(Stored data entries)
════════════════════

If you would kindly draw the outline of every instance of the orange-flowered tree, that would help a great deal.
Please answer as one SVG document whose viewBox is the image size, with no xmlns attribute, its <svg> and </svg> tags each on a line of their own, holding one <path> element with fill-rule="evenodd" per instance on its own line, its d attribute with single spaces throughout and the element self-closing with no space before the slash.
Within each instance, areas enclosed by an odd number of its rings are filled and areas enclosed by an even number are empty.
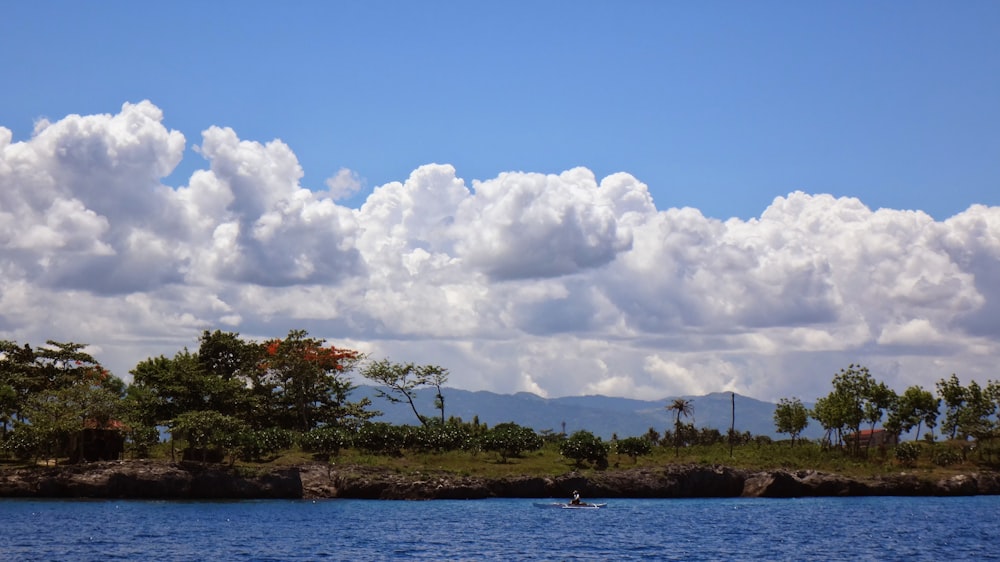
<svg viewBox="0 0 1000 562">
<path fill-rule="evenodd" d="M 305 330 L 292 330 L 284 339 L 261 344 L 264 362 L 260 383 L 271 389 L 274 425 L 309 431 L 376 415 L 366 410 L 371 404 L 367 398 L 348 402 L 354 385 L 347 373 L 362 354 L 324 343 L 308 337 Z"/>
</svg>

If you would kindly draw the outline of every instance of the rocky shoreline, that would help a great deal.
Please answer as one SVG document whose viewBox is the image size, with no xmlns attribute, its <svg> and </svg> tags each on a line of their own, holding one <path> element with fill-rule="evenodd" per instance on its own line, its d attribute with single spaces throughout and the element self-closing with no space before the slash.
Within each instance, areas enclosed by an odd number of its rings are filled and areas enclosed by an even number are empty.
<svg viewBox="0 0 1000 562">
<path fill-rule="evenodd" d="M 565 498 L 572 490 L 580 490 L 587 498 L 1000 495 L 1000 474 L 975 472 L 928 479 L 901 472 L 854 479 L 811 470 L 755 472 L 666 465 L 586 475 L 482 478 L 322 463 L 251 472 L 203 463 L 142 460 L 0 469 L 0 498 L 431 500 Z"/>
</svg>

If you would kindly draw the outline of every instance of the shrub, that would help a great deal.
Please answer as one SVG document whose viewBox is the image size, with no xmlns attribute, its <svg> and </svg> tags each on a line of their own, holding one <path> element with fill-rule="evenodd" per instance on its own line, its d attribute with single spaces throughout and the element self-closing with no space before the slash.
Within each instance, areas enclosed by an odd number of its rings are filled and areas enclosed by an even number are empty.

════════════════════

STATED PROBLEM:
Transcribe the records word for word and include no pictures.

EXERCISE ANSWER:
If you would kindly draw the outline of every instance of the orange-flowered tree, that would help a great deal.
Please answer as one SVG document whose viewBox is the image size, with no xmlns attribute, its <svg> and </svg> tags each on a line of their own, holding one <path> element with fill-rule="evenodd" per instance on its own line, its d attribute with single spaces throughout and the element self-closing with no space before the slash.
Within each instance, areas enclosed by an odd number of its rings are filled and areas enclosed by an even number are empty.
<svg viewBox="0 0 1000 562">
<path fill-rule="evenodd" d="M 305 330 L 292 330 L 284 339 L 261 344 L 264 362 L 260 383 L 271 389 L 274 425 L 309 431 L 376 415 L 366 410 L 371 404 L 367 398 L 348 402 L 354 385 L 347 373 L 362 354 L 324 343 L 308 337 Z"/>
</svg>

If you would kindly draw the outline of every instance of the rocky shoreline, that would help a great deal.
Please answer as one SVG document whose viewBox is the image size, with no xmlns attribute, its <svg> and </svg> tags each on a line of their own, holding one <path> element with fill-rule="evenodd" per instance on its own line, its d attribute with single spaces throughout and the element self-closing with no space before the slash.
Within each instance, areas enclosed by an odd number of its rings are filled and areas enclosed by an even number are empty.
<svg viewBox="0 0 1000 562">
<path fill-rule="evenodd" d="M 565 498 L 572 490 L 580 490 L 587 498 L 1000 495 L 1000 474 L 975 472 L 928 479 L 901 472 L 854 479 L 811 470 L 755 472 L 666 465 L 586 475 L 482 478 L 322 463 L 251 472 L 203 463 L 142 460 L 0 469 L 0 498 L 431 500 Z"/>
</svg>

If you would kindly draw the outline of every instance of the shrub, that would help a great deal.
Please answer as one SVG document whose viewBox is the image size, with no xmlns attribute, its <svg> and </svg> tags each on a line of their own, holding one <path> element with fill-rule="evenodd" per instance on its own line, its d attribute with single spaces throughout and the element self-closing with no space before the slash.
Within each instance, areas enclosed by an odd number of its rings are filled and areas enclosed by an even number are empty.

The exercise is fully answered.